TASK REQUIREMENTS
Reproduce all entries word for word.

GIVEN RECORDS
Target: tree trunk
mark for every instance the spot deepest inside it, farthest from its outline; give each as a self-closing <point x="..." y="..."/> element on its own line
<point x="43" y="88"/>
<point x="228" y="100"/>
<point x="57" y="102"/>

OUTPUT OF THE TASK
Target: tree trunk
mark for every instance the spot deepest inside it, farthest from its outline; give each as a self-closing <point x="..." y="..."/> element on its own line
<point x="43" y="88"/>
<point x="228" y="100"/>
<point x="57" y="102"/>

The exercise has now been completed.